Point localization data:
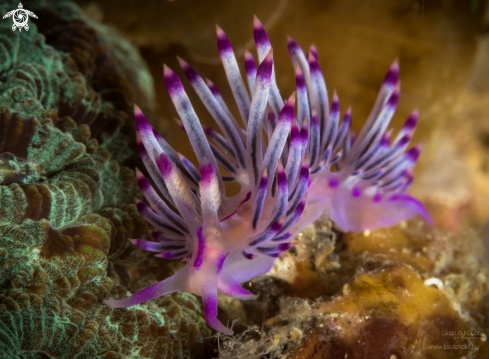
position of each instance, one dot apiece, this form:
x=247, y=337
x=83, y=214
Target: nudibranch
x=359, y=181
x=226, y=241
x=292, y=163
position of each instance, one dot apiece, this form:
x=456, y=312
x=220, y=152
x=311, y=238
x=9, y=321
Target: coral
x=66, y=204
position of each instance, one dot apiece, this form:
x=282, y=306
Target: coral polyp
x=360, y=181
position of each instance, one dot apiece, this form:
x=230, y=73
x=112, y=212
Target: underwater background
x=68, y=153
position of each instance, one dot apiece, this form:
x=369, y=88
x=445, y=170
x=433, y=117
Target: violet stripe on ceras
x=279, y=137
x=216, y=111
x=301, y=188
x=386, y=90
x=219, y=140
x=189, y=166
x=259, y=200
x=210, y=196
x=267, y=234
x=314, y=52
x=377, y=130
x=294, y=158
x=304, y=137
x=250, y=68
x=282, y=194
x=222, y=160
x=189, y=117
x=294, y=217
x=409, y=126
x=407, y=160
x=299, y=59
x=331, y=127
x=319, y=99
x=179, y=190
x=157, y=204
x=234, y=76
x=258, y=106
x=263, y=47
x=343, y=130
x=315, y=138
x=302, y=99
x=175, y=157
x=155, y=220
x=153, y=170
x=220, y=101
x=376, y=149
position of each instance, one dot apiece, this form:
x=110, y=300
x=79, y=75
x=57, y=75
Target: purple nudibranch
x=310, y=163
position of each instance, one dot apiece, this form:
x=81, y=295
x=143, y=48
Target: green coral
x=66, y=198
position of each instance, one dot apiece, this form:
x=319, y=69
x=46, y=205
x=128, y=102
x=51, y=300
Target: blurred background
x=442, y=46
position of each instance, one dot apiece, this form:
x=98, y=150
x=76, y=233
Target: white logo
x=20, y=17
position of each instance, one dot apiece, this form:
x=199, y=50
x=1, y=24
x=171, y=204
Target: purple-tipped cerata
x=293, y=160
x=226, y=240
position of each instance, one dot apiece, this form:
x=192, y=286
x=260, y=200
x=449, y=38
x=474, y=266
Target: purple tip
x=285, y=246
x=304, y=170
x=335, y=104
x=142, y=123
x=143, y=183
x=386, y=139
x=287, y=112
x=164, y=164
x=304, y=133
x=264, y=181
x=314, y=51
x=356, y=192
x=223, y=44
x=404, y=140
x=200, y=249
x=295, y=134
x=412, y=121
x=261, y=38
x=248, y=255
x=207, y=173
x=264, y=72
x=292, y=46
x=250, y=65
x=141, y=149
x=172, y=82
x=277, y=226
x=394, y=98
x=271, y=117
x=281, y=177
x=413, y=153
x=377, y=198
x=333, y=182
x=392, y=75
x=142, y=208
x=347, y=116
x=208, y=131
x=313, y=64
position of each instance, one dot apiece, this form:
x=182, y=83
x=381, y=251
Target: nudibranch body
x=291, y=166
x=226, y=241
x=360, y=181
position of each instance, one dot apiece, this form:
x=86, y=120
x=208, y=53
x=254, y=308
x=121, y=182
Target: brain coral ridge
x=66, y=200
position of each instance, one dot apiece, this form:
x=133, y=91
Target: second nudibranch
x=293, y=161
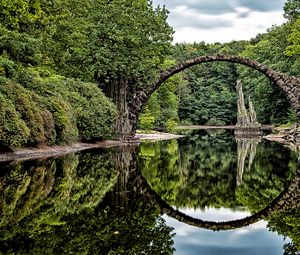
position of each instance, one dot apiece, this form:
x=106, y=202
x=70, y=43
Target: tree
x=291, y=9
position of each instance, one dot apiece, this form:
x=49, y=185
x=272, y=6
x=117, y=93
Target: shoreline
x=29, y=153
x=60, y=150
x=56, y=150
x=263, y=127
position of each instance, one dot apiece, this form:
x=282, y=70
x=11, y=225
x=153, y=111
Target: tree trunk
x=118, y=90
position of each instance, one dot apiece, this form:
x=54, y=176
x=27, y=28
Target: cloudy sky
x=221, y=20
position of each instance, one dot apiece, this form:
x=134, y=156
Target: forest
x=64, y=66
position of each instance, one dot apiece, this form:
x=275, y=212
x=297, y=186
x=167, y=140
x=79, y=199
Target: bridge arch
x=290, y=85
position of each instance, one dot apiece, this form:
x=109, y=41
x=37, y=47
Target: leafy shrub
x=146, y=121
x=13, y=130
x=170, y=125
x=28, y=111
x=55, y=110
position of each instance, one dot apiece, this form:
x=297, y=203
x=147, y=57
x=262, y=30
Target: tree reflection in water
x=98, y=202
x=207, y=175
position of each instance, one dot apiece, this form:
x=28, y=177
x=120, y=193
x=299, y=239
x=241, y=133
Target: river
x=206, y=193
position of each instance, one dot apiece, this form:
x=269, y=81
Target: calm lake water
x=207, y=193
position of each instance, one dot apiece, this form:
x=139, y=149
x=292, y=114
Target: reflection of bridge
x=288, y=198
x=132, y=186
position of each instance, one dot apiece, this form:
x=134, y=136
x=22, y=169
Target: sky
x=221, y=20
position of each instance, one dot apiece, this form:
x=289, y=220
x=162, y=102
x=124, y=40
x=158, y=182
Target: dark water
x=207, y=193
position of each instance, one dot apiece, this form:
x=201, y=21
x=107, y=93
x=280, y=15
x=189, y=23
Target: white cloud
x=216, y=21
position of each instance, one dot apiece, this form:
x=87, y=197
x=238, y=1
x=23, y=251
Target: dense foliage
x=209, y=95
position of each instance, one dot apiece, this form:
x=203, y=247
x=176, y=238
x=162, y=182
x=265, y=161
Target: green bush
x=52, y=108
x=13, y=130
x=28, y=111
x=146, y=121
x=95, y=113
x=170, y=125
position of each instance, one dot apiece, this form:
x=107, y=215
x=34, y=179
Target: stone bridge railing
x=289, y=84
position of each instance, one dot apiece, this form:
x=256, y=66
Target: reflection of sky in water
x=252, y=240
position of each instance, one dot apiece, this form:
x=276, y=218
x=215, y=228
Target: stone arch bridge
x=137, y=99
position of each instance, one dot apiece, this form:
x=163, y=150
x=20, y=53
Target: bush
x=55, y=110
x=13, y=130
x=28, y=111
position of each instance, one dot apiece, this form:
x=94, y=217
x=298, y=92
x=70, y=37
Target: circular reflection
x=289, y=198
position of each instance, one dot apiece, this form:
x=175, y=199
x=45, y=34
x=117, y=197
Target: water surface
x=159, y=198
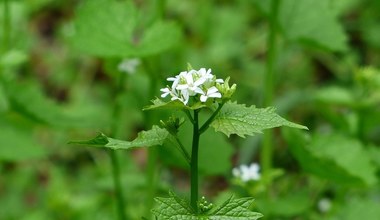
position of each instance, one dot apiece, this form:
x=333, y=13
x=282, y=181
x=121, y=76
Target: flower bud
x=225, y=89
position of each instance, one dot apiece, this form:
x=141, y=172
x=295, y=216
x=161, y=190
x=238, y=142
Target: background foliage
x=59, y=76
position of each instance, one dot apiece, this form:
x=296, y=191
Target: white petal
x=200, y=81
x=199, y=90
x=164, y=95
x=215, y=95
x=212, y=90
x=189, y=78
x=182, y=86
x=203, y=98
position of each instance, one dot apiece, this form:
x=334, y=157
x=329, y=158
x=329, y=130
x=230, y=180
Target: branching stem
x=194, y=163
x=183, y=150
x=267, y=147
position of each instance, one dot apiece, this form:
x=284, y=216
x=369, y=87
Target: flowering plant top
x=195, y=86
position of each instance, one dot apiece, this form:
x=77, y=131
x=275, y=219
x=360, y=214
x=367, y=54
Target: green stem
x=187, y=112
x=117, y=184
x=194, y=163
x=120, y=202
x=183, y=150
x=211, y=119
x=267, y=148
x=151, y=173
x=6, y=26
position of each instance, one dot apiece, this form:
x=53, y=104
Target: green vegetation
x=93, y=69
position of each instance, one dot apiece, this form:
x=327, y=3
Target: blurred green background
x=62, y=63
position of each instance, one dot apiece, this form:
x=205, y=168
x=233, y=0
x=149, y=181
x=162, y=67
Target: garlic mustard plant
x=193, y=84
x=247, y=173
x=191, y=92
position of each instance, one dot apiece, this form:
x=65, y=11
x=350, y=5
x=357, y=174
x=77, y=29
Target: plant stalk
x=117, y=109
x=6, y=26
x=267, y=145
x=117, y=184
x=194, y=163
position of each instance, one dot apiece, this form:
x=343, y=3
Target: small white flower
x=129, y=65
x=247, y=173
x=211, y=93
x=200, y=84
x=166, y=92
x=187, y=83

* _Problem to solve_
The result should be an exact copy of only the lines above from the one that holds "Target: purple tip" through the one that holds "x=117, y=93", both ends included, without pictures.

* _Task output_
Target: purple tip
x=285, y=246
x=304, y=170
x=335, y=104
x=142, y=123
x=143, y=183
x=386, y=139
x=287, y=112
x=164, y=164
x=304, y=133
x=264, y=181
x=314, y=51
x=356, y=192
x=223, y=44
x=404, y=140
x=200, y=249
x=295, y=134
x=412, y=121
x=261, y=38
x=248, y=255
x=207, y=173
x=264, y=72
x=292, y=46
x=250, y=65
x=141, y=149
x=172, y=82
x=277, y=226
x=394, y=98
x=271, y=117
x=281, y=177
x=413, y=153
x=377, y=198
x=333, y=182
x=392, y=75
x=142, y=208
x=347, y=116
x=208, y=131
x=313, y=64
position of each instance, one dot apiece, this form:
x=182, y=83
x=381, y=251
Target: nudibranch body
x=291, y=166
x=226, y=241
x=360, y=181
position of each instance, one dot apiece, this form:
x=86, y=120
x=208, y=53
x=254, y=308
x=121, y=182
Target: brain coral ridge
x=66, y=200
position of each instance, one dot apiece, this form:
x=133, y=91
Target: second nudibranch
x=293, y=161
position of each instance, one dot apiece, this form:
x=106, y=202
x=70, y=43
Target: tree
x=291, y=9
position of each instance, one dot apiece, this form:
x=49, y=185
x=272, y=6
x=117, y=93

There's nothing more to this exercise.